Task brief: Write out all the records exactly, and keep any images out.

Records supplied:
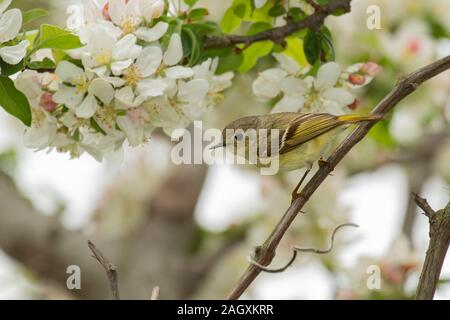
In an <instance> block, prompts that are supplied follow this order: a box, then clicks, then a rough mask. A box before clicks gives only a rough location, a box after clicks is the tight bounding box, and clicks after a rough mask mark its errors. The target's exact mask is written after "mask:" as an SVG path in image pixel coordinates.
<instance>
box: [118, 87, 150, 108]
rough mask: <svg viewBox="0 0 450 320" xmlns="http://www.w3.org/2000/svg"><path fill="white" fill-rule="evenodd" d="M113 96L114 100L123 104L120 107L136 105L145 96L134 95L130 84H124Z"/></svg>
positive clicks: (125, 106) (140, 102)
mask: <svg viewBox="0 0 450 320" xmlns="http://www.w3.org/2000/svg"><path fill="white" fill-rule="evenodd" d="M115 98H116V102H117V101H119V102H120V103H122V105H123V106H121V108H120V109H128V108H132V107H138V106H140V105H141V104H142V103H143V102H144V101H145V100H146V98H145V97H143V96H138V97H136V96H135V94H134V92H133V89H132V88H131V87H130V86H126V87H123V88H122V89H120V90H117V91H116V94H115Z"/></svg>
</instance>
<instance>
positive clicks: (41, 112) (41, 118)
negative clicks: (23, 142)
mask: <svg viewBox="0 0 450 320" xmlns="http://www.w3.org/2000/svg"><path fill="white" fill-rule="evenodd" d="M31 115H32V117H31V119H32V122H33V125H34V126H35V127H36V128H39V127H40V126H41V124H42V121H43V120H44V119H45V113H44V111H42V110H41V109H31Z"/></svg>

Result of this exercise:
In an <instance> block, prompts that are supplied follow this order: a box, then clicks, then a rough mask. A box before clicks gives only a rough location, a box after clicks is the tight bounding box, and clicks after a rough mask mark its errors. The target's exact mask is written after "mask:" as an SVG path in image pixel coordinates.
<instance>
box: [118, 87, 150, 108]
rough mask: <svg viewBox="0 0 450 320" xmlns="http://www.w3.org/2000/svg"><path fill="white" fill-rule="evenodd" d="M113 96L114 100L123 104L120 107L136 105L145 96L134 95L130 84H124Z"/></svg>
positive clicks: (125, 106) (140, 102)
mask: <svg viewBox="0 0 450 320" xmlns="http://www.w3.org/2000/svg"><path fill="white" fill-rule="evenodd" d="M115 98H116V102H117V101H119V102H120V103H122V105H123V106H121V108H120V109H128V108H132V107H138V106H140V105H141V104H142V103H143V102H144V101H145V100H146V98H145V97H143V96H138V97H136V96H135V94H134V92H133V89H132V88H131V87H130V86H126V87H123V88H122V89H120V90H117V91H116V94H115Z"/></svg>
</instance>
<instance>
positive clicks: (41, 112) (41, 118)
negative clicks: (23, 142)
mask: <svg viewBox="0 0 450 320" xmlns="http://www.w3.org/2000/svg"><path fill="white" fill-rule="evenodd" d="M31 115H32V117H31V119H32V122H33V125H34V126H35V127H36V128H39V127H40V126H41V124H42V121H43V120H44V119H45V113H44V111H42V110H41V109H31Z"/></svg>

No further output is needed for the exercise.